• [Your goal]
Lines from the one containing "Where can you spot the moored" through the end of the material below should be given again exactly, with no others.

Source information Start Marker

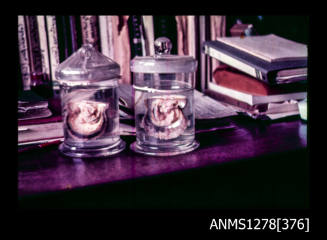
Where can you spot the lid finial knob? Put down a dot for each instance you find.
(162, 45)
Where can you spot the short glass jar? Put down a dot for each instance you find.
(88, 84)
(164, 102)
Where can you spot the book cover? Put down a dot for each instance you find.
(90, 30)
(53, 47)
(254, 66)
(229, 77)
(33, 43)
(264, 111)
(270, 48)
(256, 99)
(23, 54)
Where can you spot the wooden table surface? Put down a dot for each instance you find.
(253, 165)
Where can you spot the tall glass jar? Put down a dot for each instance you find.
(164, 102)
(88, 89)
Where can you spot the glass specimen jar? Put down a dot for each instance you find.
(88, 84)
(164, 106)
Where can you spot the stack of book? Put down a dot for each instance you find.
(262, 76)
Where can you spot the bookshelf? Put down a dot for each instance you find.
(47, 40)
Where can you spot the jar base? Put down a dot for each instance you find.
(155, 151)
(106, 151)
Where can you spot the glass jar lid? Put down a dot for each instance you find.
(85, 66)
(163, 61)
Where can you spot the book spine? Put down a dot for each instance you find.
(217, 30)
(67, 36)
(103, 28)
(106, 36)
(191, 36)
(135, 26)
(182, 43)
(44, 45)
(73, 32)
(255, 100)
(149, 34)
(23, 53)
(34, 44)
(236, 63)
(53, 47)
(90, 30)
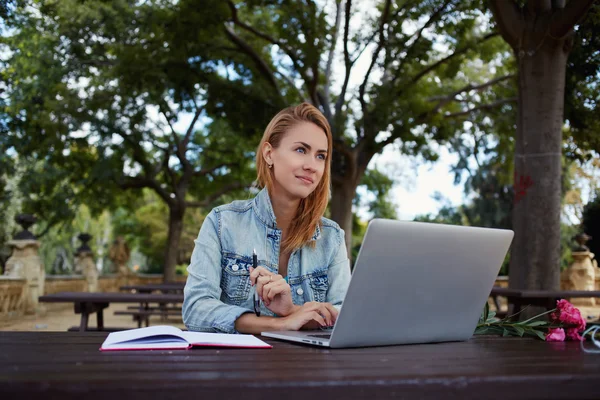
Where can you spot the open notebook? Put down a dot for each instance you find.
(168, 337)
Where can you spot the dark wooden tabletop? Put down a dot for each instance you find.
(543, 294)
(110, 297)
(151, 287)
(68, 365)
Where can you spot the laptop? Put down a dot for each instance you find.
(414, 282)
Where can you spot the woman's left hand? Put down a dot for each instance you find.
(273, 290)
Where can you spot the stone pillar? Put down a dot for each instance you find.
(581, 275)
(25, 263)
(119, 255)
(84, 263)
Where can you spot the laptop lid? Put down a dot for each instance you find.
(416, 282)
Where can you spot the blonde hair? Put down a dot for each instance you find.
(311, 208)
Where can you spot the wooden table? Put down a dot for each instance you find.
(68, 365)
(519, 298)
(175, 287)
(89, 303)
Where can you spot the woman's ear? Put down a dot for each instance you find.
(267, 151)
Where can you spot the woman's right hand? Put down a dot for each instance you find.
(310, 315)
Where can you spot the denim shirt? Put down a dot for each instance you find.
(218, 288)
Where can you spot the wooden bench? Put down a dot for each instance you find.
(144, 315)
(88, 303)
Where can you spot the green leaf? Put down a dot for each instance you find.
(539, 334)
(536, 323)
(481, 330)
(486, 311)
(520, 331)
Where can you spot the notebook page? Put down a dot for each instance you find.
(142, 333)
(224, 340)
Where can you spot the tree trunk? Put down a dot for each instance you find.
(341, 207)
(535, 255)
(175, 229)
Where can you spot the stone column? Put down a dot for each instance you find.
(84, 263)
(581, 275)
(119, 254)
(25, 263)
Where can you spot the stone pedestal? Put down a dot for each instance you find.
(581, 275)
(84, 264)
(25, 263)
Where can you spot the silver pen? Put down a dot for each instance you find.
(256, 298)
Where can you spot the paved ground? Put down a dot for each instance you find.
(64, 318)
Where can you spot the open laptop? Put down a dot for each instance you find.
(414, 282)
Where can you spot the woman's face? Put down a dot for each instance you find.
(299, 161)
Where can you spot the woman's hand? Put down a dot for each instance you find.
(311, 315)
(273, 290)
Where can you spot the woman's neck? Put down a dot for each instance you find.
(285, 210)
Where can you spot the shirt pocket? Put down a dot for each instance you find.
(319, 284)
(235, 278)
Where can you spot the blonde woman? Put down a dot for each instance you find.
(302, 270)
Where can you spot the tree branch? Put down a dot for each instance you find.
(363, 86)
(436, 14)
(268, 38)
(214, 196)
(347, 62)
(443, 100)
(326, 94)
(509, 20)
(188, 134)
(135, 182)
(260, 63)
(446, 59)
(481, 107)
(537, 7)
(564, 20)
(206, 171)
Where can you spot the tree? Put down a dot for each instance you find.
(541, 35)
(591, 224)
(94, 91)
(412, 92)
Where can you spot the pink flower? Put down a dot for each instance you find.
(573, 334)
(555, 335)
(568, 315)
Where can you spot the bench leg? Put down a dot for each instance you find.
(84, 320)
(100, 319)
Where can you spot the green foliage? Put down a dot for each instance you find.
(582, 92)
(145, 228)
(590, 223)
(378, 186)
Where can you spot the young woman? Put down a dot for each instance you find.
(303, 269)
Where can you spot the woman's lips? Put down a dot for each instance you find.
(305, 180)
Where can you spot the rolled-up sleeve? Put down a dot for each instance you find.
(202, 308)
(338, 274)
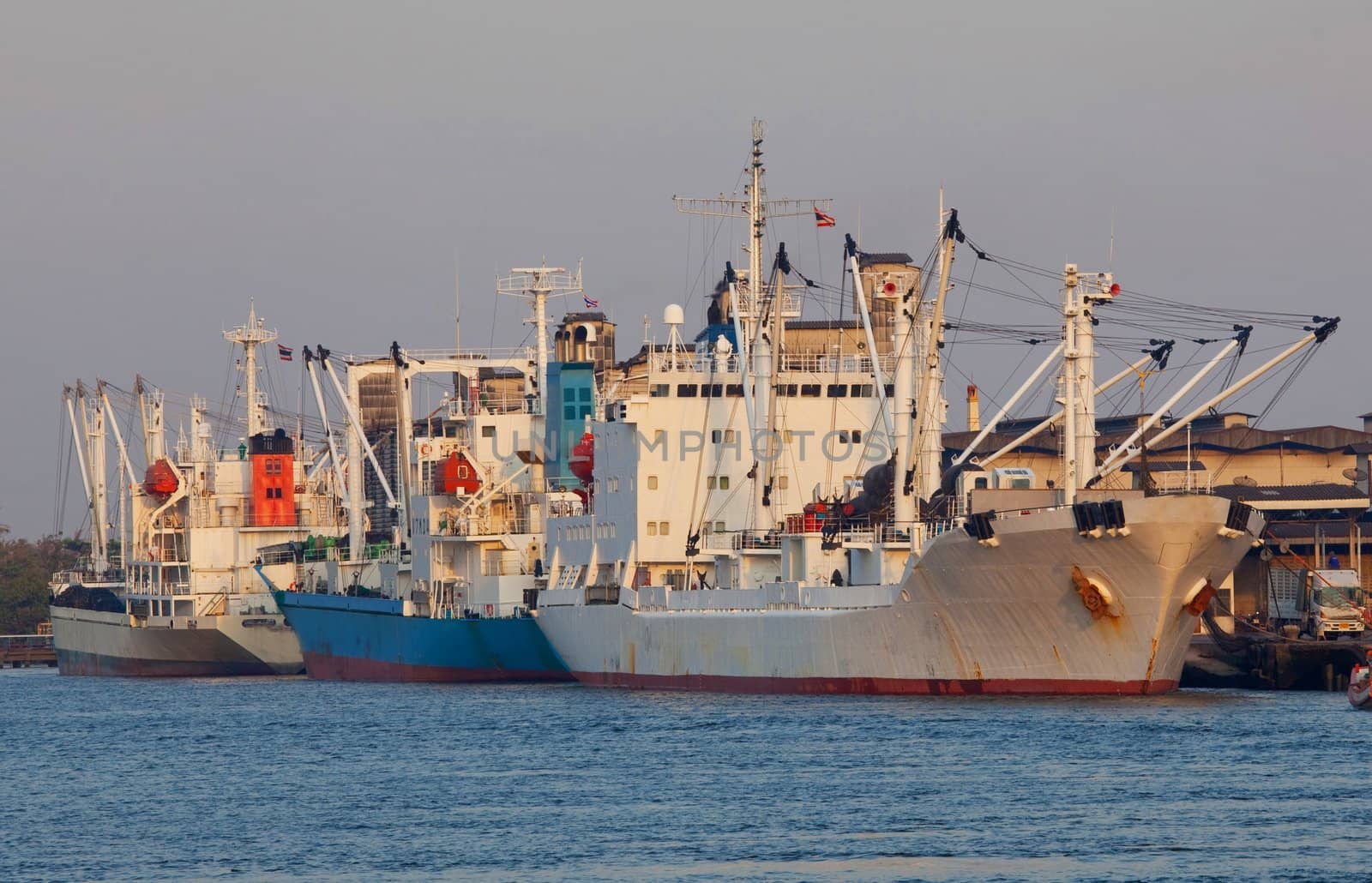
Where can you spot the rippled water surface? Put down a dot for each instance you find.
(292, 778)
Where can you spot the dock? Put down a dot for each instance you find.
(1273, 663)
(27, 650)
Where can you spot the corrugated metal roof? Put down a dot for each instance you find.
(1317, 492)
(1235, 439)
(1166, 465)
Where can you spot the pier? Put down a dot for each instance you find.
(1260, 661)
(27, 650)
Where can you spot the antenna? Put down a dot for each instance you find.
(539, 283)
(1110, 258)
(250, 338)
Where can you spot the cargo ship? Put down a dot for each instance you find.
(878, 564)
(185, 599)
(471, 494)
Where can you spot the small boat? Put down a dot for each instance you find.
(1360, 688)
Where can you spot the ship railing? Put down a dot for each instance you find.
(276, 556)
(484, 526)
(244, 516)
(830, 363)
(487, 404)
(491, 354)
(756, 539)
(1182, 482)
(468, 610)
(509, 564)
(25, 642)
(161, 588)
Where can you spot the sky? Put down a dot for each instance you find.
(162, 164)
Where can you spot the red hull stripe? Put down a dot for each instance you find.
(93, 664)
(322, 667)
(885, 686)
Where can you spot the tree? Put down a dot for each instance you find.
(25, 569)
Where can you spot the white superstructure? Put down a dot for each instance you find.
(862, 569)
(192, 602)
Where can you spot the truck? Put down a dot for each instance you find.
(1326, 605)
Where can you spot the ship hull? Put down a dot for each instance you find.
(370, 640)
(969, 619)
(98, 643)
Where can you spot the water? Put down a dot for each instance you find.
(247, 779)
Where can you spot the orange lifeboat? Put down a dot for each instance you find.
(457, 476)
(582, 462)
(161, 478)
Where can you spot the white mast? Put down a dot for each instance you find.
(93, 427)
(250, 336)
(539, 283)
(930, 414)
(758, 352)
(335, 462)
(151, 416)
(903, 431)
(123, 461)
(77, 436)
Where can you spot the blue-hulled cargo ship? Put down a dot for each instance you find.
(445, 554)
(346, 638)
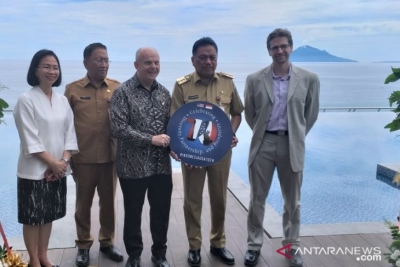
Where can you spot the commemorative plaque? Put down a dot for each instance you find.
(201, 133)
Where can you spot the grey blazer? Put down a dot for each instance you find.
(302, 109)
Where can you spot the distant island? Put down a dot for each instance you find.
(308, 53)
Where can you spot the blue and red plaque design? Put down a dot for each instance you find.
(201, 133)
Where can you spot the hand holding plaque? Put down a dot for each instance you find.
(201, 134)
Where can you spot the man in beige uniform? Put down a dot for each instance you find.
(217, 88)
(93, 167)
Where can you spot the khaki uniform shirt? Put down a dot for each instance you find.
(221, 91)
(92, 121)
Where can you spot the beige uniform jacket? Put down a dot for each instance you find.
(92, 121)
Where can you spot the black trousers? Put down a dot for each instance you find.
(159, 191)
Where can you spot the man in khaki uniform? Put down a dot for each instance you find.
(93, 167)
(218, 88)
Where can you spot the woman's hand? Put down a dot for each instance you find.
(59, 169)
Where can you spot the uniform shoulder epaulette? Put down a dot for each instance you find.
(76, 81)
(183, 79)
(227, 75)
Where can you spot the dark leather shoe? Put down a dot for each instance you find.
(159, 262)
(296, 260)
(133, 262)
(82, 258)
(194, 258)
(251, 257)
(112, 252)
(223, 255)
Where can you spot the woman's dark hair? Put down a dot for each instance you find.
(31, 77)
(204, 41)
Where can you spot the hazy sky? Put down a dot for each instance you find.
(363, 30)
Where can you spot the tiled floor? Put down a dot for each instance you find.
(236, 234)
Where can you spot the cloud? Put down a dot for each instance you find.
(173, 26)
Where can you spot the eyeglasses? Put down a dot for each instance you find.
(49, 68)
(282, 47)
(102, 60)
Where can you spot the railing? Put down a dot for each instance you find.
(348, 109)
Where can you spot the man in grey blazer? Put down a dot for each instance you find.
(281, 106)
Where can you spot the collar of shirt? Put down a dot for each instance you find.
(284, 78)
(138, 84)
(197, 78)
(86, 81)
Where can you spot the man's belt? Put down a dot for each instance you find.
(280, 132)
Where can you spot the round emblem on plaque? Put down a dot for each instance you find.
(201, 133)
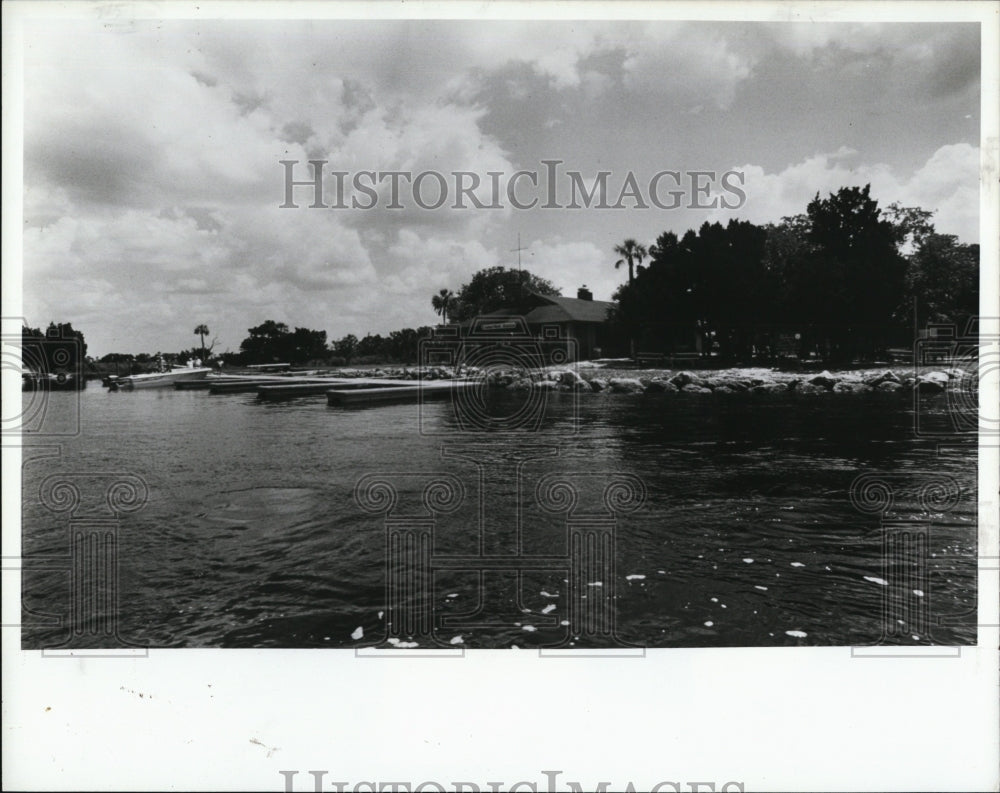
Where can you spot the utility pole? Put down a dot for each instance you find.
(520, 272)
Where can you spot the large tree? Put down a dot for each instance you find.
(497, 287)
(632, 254)
(861, 270)
(942, 280)
(442, 302)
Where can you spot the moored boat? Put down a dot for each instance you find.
(160, 379)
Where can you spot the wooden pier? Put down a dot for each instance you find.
(409, 391)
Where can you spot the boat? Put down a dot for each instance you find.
(160, 379)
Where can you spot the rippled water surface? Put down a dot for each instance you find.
(252, 536)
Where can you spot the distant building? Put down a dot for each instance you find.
(580, 319)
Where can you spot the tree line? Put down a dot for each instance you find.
(845, 280)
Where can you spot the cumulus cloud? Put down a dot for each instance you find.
(152, 148)
(947, 184)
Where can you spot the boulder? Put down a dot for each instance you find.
(625, 385)
(730, 383)
(824, 379)
(570, 378)
(851, 387)
(888, 376)
(930, 385)
(658, 386)
(682, 379)
(769, 388)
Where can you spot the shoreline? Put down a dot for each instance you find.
(591, 377)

Source information End Marker

• [Answer section]
Where can you spot the moored boat? Put down a dot for each instance you find.
(160, 379)
Where can you spot the wooden pier? Put down a dot for each instance you find.
(409, 391)
Where can you spot the boat? Put down a dot for each instance you find.
(160, 379)
Where can you spot the rippled water surface? Put down a dot for each instance you find.
(252, 536)
Where can you spot the distant building? Put down a dot for each instance you find.
(580, 319)
Where can you spot the tree line? Put down a dot for each instance you find.
(845, 280)
Where can you spot the cumulus cloud? Put down a dot for each instance you find.
(152, 148)
(947, 184)
Where can you spot the boulder? Put down a dot for each instance you find.
(625, 385)
(730, 383)
(824, 379)
(570, 378)
(851, 387)
(888, 376)
(930, 385)
(658, 386)
(682, 379)
(769, 388)
Where can you spot the shoreline? Put down a dot for each instance you find.
(591, 377)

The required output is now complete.